Lines from the one containing "background wall in the photo above." through the end of the material are to be retyped exactly; do not copy pictures.

-- Opening Marker --

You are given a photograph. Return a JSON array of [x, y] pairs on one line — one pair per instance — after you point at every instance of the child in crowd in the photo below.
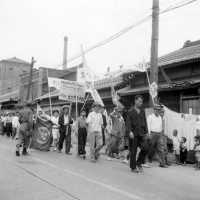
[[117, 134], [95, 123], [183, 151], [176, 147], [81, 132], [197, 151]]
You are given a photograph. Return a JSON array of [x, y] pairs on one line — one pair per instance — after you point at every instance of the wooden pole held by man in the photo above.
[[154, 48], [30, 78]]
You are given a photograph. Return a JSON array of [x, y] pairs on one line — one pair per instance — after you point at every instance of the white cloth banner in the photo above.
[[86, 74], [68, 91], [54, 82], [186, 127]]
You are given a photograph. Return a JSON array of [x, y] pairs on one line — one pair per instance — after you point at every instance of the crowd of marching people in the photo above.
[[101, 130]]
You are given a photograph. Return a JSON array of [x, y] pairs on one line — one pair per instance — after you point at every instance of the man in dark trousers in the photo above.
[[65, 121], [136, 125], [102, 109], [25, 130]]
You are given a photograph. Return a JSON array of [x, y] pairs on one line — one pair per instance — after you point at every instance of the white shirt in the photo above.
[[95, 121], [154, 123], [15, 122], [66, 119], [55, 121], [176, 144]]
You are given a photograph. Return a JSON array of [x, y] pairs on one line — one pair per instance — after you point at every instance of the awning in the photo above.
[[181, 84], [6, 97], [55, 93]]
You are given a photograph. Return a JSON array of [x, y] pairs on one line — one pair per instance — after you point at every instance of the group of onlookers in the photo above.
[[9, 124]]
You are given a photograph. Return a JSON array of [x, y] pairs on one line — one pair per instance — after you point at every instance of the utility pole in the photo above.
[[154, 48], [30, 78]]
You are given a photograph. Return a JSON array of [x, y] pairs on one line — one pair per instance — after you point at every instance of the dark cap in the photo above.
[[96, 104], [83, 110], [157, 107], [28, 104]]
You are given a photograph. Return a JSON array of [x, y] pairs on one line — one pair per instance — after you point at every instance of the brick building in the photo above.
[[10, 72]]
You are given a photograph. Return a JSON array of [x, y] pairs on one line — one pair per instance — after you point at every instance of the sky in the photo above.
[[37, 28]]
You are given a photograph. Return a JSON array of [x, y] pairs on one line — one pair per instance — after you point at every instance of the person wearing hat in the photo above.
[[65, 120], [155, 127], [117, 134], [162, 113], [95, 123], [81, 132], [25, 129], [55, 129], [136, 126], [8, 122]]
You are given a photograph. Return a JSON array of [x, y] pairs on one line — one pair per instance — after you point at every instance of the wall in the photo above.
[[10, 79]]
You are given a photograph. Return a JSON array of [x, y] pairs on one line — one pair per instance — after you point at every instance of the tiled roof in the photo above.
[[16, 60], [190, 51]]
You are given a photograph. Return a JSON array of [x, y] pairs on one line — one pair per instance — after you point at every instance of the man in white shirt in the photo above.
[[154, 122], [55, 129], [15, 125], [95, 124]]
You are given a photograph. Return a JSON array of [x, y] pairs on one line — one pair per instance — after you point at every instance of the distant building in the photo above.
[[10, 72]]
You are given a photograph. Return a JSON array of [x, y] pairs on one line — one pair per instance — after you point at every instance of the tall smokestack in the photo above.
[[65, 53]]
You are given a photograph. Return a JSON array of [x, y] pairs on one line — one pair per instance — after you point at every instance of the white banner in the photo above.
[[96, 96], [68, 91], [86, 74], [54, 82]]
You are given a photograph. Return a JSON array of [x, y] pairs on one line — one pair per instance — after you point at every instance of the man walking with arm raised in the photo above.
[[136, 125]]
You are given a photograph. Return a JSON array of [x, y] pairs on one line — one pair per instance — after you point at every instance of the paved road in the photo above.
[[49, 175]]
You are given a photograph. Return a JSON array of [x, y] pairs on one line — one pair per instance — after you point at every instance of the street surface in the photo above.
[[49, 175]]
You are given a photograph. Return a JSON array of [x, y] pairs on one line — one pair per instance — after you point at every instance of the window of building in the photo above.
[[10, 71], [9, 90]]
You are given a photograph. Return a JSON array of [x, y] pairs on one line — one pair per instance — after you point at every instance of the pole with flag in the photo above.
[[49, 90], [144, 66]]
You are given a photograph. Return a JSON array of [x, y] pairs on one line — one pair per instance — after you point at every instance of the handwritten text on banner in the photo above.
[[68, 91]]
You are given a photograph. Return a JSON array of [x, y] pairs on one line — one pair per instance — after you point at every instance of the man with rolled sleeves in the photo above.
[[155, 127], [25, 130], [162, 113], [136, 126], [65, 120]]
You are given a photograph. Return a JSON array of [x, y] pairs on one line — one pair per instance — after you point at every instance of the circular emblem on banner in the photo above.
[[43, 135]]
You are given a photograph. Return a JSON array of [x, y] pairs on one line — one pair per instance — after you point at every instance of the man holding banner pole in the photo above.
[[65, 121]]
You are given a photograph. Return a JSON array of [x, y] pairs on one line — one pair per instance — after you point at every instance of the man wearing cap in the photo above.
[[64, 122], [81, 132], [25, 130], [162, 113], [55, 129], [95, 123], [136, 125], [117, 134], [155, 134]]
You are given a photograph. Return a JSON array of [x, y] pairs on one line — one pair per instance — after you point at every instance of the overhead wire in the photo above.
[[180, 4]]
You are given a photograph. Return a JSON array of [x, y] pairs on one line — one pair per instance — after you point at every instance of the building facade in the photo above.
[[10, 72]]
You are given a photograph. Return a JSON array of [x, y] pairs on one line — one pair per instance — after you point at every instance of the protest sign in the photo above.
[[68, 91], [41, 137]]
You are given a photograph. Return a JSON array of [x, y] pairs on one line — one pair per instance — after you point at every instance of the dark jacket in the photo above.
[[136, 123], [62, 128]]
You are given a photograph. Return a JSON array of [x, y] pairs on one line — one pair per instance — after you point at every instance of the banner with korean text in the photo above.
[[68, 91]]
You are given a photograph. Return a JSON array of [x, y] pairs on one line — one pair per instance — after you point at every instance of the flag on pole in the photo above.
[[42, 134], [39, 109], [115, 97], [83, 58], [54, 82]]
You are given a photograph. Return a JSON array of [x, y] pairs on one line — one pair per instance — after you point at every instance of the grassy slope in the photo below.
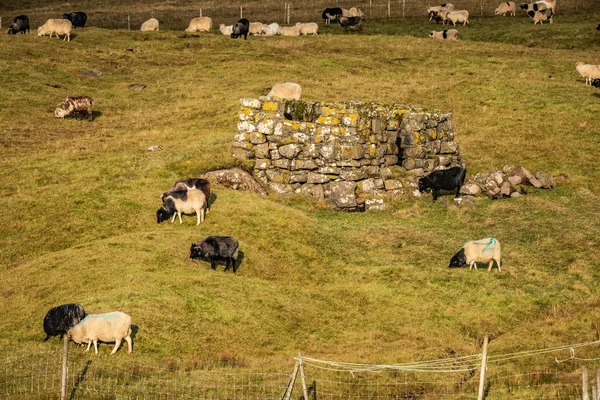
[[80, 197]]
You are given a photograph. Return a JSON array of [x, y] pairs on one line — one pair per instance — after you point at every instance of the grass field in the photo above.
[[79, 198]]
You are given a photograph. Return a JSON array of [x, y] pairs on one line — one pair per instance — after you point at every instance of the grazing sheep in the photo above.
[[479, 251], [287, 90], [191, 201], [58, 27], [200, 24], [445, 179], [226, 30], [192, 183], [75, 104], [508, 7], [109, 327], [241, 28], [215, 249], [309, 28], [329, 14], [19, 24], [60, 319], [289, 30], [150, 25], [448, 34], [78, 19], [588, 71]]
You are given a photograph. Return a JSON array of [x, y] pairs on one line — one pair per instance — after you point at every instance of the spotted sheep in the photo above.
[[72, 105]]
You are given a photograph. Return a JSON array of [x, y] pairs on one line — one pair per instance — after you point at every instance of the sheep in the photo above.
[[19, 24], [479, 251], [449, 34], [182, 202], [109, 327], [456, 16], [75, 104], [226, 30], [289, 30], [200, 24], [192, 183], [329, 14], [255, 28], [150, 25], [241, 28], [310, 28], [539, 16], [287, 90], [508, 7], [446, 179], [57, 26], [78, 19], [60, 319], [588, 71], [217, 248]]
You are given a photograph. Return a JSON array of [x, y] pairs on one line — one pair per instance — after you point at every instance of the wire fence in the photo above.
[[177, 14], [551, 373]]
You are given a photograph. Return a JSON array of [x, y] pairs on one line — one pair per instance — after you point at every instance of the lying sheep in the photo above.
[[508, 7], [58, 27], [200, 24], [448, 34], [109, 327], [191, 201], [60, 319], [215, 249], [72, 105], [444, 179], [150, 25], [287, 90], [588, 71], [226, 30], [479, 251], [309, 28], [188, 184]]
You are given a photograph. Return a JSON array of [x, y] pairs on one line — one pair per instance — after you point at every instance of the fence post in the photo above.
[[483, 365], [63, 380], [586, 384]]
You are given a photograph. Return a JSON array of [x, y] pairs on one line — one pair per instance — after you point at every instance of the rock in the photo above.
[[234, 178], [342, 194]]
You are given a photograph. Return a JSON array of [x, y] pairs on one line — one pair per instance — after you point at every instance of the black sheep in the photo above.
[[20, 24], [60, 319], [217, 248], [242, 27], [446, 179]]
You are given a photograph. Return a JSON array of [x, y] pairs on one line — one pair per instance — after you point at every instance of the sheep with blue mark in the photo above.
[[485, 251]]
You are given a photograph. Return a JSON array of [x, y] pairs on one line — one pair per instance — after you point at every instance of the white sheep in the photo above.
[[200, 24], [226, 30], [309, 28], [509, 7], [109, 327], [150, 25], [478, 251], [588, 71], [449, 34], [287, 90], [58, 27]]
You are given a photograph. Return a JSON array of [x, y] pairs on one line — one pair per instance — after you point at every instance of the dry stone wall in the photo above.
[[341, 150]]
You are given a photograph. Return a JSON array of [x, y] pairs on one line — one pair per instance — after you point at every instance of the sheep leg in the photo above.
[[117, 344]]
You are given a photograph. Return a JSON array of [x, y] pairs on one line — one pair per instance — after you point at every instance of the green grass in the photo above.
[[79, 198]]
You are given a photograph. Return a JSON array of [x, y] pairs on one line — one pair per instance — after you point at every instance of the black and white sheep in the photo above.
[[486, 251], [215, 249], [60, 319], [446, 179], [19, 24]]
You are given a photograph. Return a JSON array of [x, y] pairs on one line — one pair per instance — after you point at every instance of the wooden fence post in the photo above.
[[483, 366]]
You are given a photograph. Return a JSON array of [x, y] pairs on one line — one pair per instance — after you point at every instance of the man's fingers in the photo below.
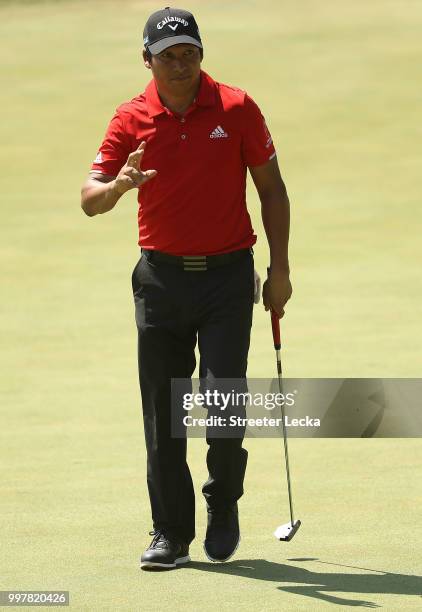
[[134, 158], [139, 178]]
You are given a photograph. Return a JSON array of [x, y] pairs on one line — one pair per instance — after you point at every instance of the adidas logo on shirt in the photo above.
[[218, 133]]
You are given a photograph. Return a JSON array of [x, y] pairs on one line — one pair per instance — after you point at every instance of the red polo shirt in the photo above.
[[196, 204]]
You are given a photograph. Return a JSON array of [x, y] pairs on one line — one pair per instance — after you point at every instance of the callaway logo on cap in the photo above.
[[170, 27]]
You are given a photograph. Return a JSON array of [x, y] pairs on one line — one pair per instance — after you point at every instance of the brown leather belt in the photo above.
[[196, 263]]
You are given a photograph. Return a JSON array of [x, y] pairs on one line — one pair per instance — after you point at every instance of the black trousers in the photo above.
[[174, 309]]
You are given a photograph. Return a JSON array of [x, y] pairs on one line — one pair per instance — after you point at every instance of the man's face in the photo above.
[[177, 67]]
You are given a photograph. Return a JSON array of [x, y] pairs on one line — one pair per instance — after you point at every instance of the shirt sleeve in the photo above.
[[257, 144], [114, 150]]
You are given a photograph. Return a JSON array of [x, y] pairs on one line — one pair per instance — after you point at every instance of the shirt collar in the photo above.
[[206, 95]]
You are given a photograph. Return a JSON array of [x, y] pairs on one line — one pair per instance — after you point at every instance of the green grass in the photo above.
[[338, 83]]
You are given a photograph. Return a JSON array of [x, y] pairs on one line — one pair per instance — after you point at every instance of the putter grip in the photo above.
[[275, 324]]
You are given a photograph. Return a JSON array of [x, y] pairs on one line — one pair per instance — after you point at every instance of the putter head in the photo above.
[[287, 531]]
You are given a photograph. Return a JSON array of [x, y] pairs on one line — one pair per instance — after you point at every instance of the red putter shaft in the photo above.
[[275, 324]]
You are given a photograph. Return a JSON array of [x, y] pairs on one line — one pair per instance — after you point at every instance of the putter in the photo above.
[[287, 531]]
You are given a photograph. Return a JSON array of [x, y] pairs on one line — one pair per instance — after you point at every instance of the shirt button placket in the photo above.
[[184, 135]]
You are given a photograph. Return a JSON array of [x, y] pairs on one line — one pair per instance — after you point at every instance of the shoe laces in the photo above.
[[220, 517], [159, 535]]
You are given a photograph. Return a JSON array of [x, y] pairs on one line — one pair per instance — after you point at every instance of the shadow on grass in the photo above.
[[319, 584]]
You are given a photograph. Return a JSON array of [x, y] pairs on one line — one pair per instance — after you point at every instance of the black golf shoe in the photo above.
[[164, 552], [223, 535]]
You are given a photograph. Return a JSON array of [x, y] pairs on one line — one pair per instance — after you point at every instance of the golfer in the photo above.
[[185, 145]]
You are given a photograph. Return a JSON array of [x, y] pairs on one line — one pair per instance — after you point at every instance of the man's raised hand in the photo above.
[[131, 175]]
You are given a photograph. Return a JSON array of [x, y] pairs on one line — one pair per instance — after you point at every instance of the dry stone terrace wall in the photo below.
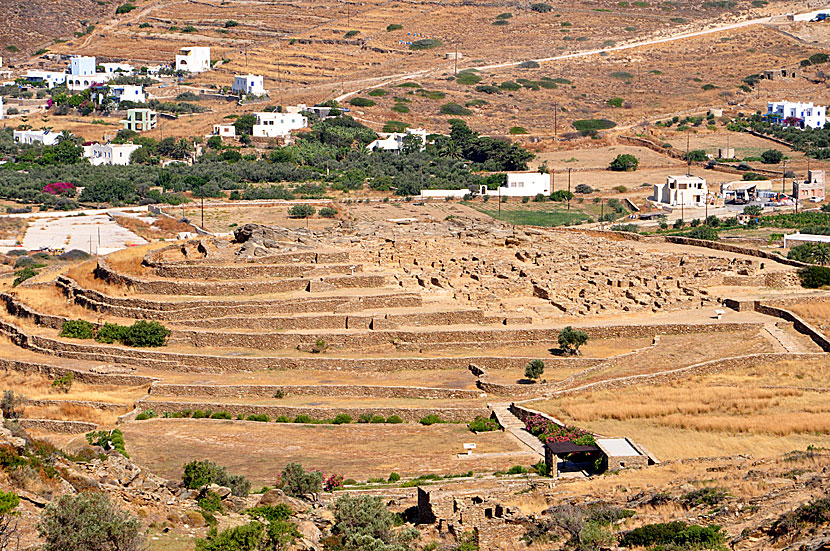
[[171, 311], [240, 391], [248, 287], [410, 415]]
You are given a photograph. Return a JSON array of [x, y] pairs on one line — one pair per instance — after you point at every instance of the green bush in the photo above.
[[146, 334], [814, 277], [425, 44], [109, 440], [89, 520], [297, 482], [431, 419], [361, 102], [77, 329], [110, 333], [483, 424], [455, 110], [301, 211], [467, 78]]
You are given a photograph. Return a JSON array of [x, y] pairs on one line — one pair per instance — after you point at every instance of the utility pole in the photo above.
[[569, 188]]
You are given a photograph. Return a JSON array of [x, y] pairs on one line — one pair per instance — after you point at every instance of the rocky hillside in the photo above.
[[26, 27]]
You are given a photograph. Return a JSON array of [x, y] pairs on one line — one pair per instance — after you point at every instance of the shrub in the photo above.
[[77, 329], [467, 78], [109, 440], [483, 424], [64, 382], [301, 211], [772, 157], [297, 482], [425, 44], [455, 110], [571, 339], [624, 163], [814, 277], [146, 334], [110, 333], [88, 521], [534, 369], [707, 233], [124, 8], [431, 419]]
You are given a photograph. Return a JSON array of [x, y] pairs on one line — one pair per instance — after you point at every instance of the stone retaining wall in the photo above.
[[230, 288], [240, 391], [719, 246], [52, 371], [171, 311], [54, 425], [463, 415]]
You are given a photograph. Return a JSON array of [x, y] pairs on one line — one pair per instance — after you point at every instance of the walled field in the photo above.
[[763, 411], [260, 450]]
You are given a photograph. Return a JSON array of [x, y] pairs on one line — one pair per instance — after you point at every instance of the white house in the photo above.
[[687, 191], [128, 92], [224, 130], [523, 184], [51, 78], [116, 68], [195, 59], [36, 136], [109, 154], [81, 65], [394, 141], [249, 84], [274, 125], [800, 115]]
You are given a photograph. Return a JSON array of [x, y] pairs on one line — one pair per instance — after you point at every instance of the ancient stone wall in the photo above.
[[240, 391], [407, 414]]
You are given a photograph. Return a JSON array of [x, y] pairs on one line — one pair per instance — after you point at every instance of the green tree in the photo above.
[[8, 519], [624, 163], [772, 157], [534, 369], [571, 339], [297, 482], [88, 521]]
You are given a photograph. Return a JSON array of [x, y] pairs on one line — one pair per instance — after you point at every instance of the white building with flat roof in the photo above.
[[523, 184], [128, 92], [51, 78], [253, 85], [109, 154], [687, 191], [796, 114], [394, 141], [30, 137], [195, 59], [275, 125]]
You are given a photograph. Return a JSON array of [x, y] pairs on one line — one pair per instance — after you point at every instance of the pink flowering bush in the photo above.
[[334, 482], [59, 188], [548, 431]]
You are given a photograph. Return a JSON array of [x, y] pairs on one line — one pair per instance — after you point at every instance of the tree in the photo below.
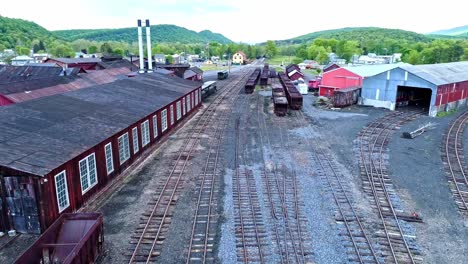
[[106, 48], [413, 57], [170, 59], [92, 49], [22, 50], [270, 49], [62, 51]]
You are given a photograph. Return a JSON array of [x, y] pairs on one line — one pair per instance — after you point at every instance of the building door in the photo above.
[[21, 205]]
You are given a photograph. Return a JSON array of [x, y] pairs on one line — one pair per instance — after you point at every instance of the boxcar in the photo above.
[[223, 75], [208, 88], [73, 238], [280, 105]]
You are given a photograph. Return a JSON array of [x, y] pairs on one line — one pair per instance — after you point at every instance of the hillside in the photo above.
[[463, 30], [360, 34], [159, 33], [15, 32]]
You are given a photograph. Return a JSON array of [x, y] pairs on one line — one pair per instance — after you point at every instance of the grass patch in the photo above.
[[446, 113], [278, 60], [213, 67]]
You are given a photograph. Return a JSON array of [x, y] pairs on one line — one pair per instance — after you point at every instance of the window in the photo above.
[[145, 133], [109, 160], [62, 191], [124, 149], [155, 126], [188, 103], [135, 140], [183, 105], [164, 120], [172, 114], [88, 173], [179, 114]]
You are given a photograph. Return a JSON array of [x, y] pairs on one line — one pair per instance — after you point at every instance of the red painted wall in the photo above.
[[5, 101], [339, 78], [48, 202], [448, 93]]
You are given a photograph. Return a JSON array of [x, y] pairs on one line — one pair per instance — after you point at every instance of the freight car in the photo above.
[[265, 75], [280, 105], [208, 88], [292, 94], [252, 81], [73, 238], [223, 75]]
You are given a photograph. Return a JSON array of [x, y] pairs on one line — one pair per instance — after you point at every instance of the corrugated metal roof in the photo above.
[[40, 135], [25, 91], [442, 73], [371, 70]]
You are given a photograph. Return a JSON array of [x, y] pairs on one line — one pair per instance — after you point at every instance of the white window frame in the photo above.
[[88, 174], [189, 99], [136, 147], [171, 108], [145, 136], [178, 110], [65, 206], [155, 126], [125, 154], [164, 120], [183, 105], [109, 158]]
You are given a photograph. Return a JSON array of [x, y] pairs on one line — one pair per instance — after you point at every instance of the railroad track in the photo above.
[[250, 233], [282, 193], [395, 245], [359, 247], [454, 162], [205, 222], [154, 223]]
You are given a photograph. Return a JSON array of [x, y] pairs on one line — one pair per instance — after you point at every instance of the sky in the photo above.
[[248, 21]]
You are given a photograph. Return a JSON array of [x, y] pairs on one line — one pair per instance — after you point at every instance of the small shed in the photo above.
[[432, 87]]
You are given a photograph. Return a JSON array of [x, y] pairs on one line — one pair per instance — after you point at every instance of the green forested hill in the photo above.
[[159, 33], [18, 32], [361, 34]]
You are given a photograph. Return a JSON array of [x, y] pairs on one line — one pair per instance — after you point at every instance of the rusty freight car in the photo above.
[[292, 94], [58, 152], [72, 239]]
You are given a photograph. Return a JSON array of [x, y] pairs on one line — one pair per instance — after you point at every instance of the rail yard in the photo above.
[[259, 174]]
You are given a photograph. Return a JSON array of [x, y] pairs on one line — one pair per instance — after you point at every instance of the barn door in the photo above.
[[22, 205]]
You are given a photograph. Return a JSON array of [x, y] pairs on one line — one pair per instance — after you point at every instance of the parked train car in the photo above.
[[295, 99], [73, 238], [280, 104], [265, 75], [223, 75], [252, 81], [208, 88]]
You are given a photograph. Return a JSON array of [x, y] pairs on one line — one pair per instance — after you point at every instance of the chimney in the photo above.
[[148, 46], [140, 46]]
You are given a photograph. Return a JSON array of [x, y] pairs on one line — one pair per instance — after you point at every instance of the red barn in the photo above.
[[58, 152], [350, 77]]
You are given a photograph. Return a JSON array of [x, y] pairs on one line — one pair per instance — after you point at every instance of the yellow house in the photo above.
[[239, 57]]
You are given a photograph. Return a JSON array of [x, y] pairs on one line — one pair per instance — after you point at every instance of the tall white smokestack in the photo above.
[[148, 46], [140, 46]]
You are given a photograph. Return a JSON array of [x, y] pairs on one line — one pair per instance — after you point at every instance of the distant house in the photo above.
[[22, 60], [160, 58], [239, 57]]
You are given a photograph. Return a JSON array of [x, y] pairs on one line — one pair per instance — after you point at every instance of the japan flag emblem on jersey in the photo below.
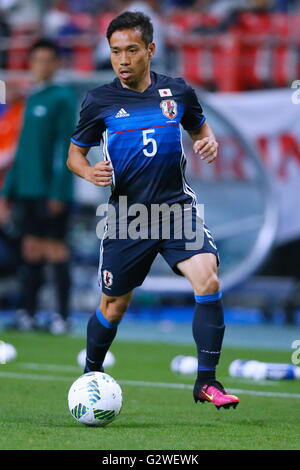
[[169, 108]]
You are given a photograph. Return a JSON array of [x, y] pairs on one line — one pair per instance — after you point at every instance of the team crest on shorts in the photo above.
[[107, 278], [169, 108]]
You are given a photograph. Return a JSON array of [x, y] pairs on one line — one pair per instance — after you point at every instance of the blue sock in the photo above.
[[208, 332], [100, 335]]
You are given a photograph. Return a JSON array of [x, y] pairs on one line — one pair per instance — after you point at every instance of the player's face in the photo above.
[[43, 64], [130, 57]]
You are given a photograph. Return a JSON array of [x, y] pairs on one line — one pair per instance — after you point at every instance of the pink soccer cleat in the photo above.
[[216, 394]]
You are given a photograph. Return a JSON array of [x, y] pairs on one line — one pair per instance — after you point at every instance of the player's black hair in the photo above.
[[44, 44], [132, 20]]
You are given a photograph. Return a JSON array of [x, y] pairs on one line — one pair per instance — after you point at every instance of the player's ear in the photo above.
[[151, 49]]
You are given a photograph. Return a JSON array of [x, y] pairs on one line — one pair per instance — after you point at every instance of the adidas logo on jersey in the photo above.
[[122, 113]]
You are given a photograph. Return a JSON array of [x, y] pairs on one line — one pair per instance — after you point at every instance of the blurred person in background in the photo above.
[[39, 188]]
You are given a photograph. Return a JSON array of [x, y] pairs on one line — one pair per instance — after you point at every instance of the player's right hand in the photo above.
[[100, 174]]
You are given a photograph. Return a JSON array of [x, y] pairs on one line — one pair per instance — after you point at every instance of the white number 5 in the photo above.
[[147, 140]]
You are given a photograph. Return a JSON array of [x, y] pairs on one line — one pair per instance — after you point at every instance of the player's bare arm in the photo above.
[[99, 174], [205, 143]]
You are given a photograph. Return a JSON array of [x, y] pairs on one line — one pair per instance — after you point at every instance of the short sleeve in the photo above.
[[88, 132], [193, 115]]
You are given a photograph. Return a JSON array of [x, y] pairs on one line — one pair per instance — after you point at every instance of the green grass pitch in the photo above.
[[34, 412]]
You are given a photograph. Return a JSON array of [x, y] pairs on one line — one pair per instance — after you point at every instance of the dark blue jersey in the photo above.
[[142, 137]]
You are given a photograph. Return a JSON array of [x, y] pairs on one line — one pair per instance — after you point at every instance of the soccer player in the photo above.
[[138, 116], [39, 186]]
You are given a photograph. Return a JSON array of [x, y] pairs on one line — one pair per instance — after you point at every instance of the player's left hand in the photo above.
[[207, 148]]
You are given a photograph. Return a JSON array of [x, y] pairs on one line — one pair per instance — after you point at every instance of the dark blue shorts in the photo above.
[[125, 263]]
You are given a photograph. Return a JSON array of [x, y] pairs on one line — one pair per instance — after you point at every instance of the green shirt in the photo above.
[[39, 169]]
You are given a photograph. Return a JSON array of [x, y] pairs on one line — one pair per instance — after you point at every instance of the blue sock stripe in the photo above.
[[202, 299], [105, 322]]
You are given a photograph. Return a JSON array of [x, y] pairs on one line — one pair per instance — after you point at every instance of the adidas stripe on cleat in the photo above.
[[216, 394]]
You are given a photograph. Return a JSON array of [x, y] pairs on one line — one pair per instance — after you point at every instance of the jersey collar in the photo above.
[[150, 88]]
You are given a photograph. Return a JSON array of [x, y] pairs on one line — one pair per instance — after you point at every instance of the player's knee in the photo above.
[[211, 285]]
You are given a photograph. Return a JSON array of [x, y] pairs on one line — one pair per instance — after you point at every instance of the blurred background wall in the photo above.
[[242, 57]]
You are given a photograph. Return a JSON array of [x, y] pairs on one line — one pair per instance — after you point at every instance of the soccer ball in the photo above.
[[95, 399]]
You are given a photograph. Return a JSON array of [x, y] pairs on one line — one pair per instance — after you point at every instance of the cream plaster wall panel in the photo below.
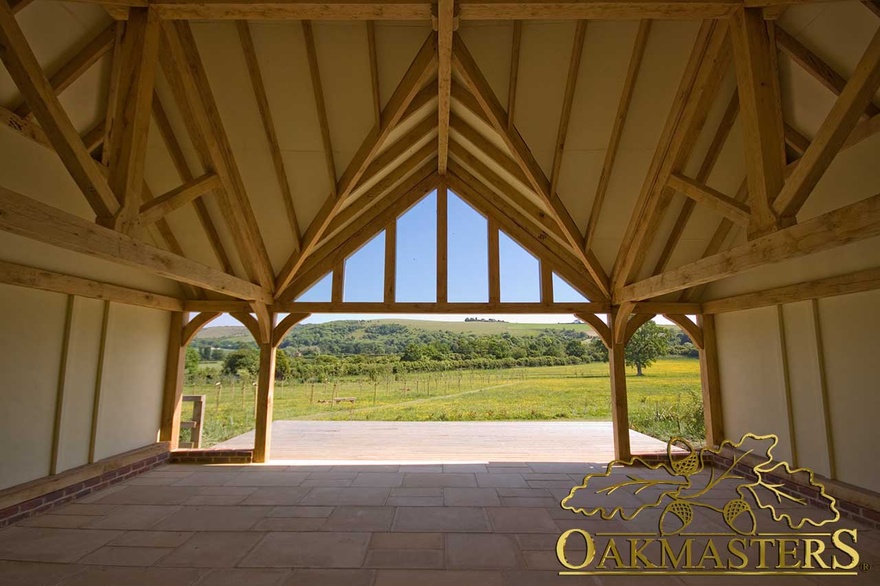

-- Closing Marker --

*RESPONSE BOX*:
You are given a photograph. Return a JSON array of [x, y] pairs on one line — one pair per instance — after you point at every instance of the blurred background wall in the photo above.
[[242, 57]]
You are given a photograph. Return a JSON array of [x, y] pairs on one line — one pair per instance — after you point at every instance of the soccer ball in the photo above.
[[95, 399]]
You are given a photograph. Return a JSON array of [x, y] pairs on one line — one pair per instance — after you point at every instance of the cream plaster wall panel in the photo below.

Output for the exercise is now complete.